## Page:
++++

A soldier guarding one of the carriers now under the control of the rebels told Reuters he was a member of Ukraine's 25th paratrooper division from Dnipropetrovsk.
"All the soldiers and the officers are here. We are all boys who won't shoot our own people," he said, adding that his men had no food for four days until local residents fed them.
A spokesman for the separatists and a witness in Kramatorsk said the Ukrainian troops had given up their vehicles to the rebels after talks.
Overhead, a Ukrainian jet fighter carried out several minutes of aerobatics above the town's main square in a show of strength by Kyiv's forces.
The muscle-flexing and inflamed rhetoric heightened fears of violence.
The Kyiv government is seeking to reassert control slowly and without bloodshed before Thursday's Geneva meeting at which the Russian and Ukrainian foreign ministers are due to meet for the first time in the presence of the United States and the European Union.
Russia, which has refused to recognize Ukraine's pro-Western government since Moscow-backed President Viktor Yanukovych was ousted by mass protests in February, sought to dramatize instability in its neighbor ahead of those talks.
NATO bolsters security
NATO Secretary-General Anders Fogh Rasmussen holds a news conference at the Alliance's headquarters in Brussels April 16, 2014.
NATO Secretary-General Anders Fogh Rasmussen says the alliance has decided on a series of immediate steps to reinforce its military footprint in eastern Europe, in response to Russia's moves.
"We will have more planes in the air, more ships on the water, and more readiness on the land," he told a news conference after the decisions were taken by NATO ambassadors.

++++

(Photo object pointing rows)
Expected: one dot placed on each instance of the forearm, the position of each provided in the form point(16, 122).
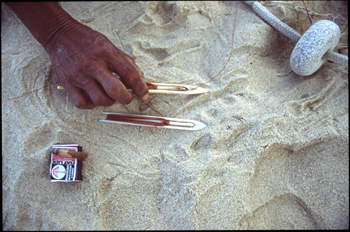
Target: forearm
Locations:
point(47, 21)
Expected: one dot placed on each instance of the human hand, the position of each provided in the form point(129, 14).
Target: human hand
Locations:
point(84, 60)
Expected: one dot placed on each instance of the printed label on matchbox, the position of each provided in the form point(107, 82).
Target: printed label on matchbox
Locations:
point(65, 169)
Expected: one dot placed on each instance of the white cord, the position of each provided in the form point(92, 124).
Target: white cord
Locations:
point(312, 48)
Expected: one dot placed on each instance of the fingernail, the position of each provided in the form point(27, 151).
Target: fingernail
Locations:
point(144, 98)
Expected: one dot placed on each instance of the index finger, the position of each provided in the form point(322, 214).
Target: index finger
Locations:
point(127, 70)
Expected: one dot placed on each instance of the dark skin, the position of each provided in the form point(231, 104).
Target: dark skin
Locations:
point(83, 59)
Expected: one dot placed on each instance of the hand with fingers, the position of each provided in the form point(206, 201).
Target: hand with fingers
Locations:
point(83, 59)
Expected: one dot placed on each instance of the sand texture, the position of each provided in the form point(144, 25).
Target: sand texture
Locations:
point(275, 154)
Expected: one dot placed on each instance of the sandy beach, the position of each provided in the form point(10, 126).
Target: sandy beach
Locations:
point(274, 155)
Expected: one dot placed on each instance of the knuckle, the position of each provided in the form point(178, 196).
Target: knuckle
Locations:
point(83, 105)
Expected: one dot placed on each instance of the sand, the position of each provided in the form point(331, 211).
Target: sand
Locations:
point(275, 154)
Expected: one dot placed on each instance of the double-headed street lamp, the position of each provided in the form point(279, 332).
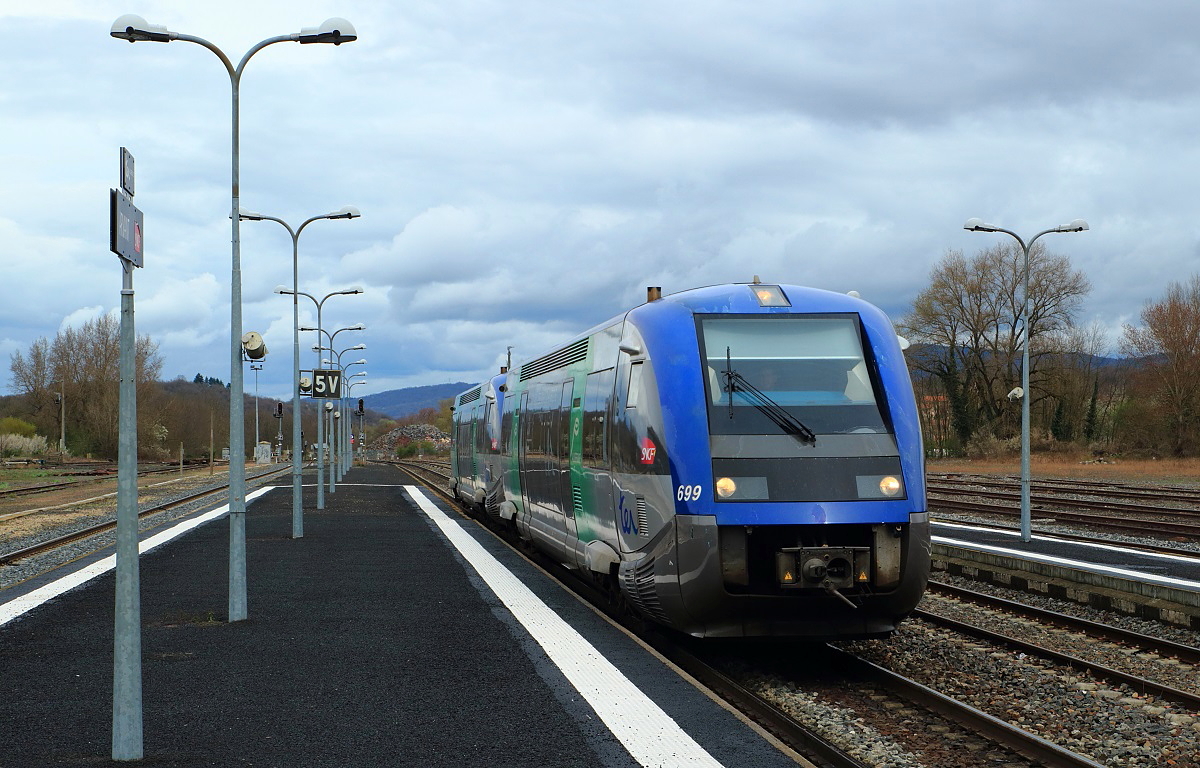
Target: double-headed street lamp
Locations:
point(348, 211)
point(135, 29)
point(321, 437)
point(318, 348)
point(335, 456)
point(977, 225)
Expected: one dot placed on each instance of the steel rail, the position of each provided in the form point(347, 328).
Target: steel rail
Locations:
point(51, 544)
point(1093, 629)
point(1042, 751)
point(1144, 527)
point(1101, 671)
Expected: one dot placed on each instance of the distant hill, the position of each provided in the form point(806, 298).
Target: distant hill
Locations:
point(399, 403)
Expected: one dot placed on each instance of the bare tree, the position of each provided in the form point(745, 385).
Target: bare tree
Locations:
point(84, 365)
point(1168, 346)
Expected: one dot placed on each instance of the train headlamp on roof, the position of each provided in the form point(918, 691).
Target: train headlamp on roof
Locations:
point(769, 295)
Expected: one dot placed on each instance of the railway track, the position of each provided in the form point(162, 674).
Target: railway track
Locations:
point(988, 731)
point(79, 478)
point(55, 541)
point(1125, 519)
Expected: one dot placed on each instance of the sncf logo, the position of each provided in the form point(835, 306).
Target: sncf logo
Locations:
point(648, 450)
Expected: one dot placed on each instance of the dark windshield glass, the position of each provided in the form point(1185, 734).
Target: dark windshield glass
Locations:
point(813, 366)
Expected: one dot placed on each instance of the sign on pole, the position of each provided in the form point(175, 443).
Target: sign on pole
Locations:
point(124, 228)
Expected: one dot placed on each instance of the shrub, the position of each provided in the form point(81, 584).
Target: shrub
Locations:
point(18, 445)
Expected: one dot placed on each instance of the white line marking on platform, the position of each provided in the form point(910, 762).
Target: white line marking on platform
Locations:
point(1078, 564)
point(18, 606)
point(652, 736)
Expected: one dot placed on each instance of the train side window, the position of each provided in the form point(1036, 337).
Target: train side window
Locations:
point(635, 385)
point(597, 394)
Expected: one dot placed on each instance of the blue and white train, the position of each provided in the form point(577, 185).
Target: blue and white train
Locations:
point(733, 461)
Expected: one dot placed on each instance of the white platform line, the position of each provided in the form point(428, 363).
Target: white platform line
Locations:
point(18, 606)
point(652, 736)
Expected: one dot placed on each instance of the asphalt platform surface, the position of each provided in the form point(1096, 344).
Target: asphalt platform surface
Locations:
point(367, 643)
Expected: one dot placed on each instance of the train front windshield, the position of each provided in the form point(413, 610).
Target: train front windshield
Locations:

++++

## Task description:
Write the next part of the news report on the Ukraine crisis and NATO's response, beginning right after its final sentence.

## Solved problem:
"For example, air police and aircraft will fly more sorties over the Baltic region," he said, "allied ships will deploy to the Baltic sea, the eastern Mediterranean, and elsewhere as required."
Constant Brant, a NATO Public Affairs Officer in Brussels, said details of the deployment were still being worked out and that Allied Commander Philip Breedlove was expected to make an announcement regarding the make-up of the force in the coming days.
Putin: Ukraine on brink of civil war
Russian President Vladimir Putin speaks at a Security Council meeting at the Kremlin in Moscow, Russia, March 28, 2014.
Russian President Vladimir Putin said the growing crisis in Ukraine has brought the country to the brink of civil war.
The Kremlin said Putin made the comment during a telephone call Tuesday with German Chancellor Angela Merkel.
President Putin accused the Ukrainian government of pursuing an "anti-constitutional" path by using force against the pro-Russian demonstrators who have taken over official buildings in 10 southeastern Ukrainian towns and cities.
The Kremlin says Russian and German leaders hope Thursday's talks in Geneva will show the importance of finding a peaceful solution.
Putin is scheduled to speak on Thursday at an annual question and answer session with citizens, which could signal how far he intends to go in Ukraine.